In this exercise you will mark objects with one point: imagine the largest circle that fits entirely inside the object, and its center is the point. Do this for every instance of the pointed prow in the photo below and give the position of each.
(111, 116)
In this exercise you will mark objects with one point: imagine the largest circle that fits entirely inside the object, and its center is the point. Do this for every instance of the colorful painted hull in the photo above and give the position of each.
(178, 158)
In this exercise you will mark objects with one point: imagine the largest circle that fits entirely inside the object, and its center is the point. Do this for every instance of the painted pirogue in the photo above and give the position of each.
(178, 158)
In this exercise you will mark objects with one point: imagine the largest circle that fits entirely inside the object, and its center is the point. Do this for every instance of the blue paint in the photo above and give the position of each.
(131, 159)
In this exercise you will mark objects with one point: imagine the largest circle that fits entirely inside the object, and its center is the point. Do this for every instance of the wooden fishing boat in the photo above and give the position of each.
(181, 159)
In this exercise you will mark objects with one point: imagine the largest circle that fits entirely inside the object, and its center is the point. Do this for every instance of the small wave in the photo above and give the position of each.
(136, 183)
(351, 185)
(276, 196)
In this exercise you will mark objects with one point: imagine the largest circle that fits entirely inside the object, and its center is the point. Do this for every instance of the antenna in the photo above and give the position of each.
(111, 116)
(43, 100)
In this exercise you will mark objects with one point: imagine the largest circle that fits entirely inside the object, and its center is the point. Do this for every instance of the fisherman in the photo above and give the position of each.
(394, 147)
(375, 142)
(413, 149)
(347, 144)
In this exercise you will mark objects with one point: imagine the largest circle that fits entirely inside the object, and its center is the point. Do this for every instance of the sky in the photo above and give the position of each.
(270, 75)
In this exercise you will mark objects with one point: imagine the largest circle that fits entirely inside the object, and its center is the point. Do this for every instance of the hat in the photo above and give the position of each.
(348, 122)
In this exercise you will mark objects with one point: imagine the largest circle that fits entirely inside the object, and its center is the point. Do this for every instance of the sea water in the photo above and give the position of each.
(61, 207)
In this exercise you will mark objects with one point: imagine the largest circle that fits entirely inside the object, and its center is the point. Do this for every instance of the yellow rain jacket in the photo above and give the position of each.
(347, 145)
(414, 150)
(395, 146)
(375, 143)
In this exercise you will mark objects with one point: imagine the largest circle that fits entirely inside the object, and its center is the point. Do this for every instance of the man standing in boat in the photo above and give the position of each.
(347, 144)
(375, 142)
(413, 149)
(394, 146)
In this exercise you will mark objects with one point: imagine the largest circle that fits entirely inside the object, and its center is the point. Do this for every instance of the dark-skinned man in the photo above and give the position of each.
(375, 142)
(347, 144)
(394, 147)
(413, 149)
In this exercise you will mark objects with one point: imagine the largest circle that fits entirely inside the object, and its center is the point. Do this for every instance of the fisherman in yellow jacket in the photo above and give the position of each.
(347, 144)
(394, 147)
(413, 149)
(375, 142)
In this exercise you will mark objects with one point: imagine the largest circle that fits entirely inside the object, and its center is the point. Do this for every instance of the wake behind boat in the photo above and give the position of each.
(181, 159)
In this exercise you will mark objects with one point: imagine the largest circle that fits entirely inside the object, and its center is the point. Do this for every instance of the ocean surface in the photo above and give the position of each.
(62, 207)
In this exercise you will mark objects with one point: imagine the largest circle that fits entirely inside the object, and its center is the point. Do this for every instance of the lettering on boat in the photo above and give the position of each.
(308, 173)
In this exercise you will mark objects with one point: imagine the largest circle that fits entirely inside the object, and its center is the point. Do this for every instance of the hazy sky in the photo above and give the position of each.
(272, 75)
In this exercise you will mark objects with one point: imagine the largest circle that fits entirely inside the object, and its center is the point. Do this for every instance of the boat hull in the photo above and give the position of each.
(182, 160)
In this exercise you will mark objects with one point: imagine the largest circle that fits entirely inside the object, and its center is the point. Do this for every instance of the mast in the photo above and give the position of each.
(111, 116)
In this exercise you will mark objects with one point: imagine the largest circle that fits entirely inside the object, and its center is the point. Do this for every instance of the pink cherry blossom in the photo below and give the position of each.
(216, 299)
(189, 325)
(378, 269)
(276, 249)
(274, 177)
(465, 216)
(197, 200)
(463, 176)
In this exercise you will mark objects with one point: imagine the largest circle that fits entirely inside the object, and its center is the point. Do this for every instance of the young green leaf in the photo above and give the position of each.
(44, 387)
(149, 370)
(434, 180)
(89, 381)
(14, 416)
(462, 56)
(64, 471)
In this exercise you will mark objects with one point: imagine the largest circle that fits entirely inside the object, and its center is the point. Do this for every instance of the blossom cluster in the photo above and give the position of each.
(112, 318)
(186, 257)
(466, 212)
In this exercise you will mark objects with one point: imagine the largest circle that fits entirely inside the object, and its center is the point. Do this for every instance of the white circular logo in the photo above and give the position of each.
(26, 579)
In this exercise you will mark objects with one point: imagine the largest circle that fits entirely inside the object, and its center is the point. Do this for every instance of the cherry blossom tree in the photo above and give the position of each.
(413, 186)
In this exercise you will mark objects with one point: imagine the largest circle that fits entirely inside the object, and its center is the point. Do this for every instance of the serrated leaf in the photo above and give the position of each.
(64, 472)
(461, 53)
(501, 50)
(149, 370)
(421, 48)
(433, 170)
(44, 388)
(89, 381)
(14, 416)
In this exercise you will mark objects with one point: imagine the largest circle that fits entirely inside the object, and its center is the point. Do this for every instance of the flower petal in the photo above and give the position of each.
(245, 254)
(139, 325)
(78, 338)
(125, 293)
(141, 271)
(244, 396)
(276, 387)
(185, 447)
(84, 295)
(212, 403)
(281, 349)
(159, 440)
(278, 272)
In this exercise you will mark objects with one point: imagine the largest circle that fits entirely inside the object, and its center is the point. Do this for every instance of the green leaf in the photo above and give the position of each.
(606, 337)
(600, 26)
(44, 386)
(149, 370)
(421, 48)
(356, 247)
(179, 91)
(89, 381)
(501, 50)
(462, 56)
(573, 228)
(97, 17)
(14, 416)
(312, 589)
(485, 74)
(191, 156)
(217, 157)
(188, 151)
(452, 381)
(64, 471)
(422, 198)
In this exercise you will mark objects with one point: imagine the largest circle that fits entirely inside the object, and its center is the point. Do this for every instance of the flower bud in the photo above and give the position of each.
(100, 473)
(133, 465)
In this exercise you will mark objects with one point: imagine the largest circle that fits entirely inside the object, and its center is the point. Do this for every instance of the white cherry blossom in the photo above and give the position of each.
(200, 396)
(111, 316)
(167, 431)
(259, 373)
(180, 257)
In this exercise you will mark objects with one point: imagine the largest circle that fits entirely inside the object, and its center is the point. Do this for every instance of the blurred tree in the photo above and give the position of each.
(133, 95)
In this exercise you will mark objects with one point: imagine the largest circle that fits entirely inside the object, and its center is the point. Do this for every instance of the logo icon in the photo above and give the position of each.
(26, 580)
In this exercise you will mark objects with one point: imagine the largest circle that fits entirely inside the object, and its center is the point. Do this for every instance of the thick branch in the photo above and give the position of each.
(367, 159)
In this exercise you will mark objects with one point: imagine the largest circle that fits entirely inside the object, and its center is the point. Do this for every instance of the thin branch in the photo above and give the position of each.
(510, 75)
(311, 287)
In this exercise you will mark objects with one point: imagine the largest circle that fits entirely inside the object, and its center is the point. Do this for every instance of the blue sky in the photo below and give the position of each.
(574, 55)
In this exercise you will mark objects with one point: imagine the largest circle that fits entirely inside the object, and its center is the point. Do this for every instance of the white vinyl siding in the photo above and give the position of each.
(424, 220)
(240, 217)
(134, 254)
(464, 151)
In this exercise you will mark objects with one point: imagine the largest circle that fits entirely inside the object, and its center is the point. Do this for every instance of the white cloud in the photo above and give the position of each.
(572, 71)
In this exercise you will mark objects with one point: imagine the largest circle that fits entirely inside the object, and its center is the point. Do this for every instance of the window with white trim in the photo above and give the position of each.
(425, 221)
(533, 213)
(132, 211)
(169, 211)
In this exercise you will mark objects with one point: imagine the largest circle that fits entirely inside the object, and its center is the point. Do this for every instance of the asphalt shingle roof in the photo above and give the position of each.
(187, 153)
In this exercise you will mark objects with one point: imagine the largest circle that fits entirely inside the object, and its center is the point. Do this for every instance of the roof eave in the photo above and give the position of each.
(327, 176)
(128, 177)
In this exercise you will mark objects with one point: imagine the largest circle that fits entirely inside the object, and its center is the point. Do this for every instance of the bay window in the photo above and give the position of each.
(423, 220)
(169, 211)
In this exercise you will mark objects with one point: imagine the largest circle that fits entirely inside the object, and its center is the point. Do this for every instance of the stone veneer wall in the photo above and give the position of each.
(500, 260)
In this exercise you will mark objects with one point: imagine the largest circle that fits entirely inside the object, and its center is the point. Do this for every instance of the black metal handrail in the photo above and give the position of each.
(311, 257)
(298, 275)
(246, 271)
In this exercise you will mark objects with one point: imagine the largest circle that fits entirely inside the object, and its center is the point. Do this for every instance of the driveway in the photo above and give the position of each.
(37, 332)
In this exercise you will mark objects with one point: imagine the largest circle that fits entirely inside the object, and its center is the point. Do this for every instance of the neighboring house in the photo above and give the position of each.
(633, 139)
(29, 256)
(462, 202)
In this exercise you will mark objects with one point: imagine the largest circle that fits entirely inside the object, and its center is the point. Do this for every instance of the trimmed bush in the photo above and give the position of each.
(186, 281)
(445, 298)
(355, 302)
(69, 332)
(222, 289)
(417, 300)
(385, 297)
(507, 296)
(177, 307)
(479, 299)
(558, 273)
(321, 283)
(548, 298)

☆ ☆ ☆

> _STATED EXERCISE_
From the line holding "of the neighboring" through the last line above, reproduce each line exactly and add nothing.

> _COMPLETE ANSWER_
In this exercise you will mark objects with one point: imagine the largest circle that fits entirely inside the object, and its center is the point. Do this for every instance of the neighboring house in the photo above and give the position of each.
(633, 139)
(29, 256)
(462, 202)
In this exercise you will mark objects with one point: imagine the largest circle that fits entirely inside the object, and its center is the point. Do this for every instance of the trimmed bush in the photo above and give the position of each.
(186, 281)
(445, 298)
(355, 302)
(69, 332)
(222, 289)
(417, 300)
(385, 297)
(507, 296)
(177, 307)
(479, 299)
(558, 273)
(321, 283)
(548, 298)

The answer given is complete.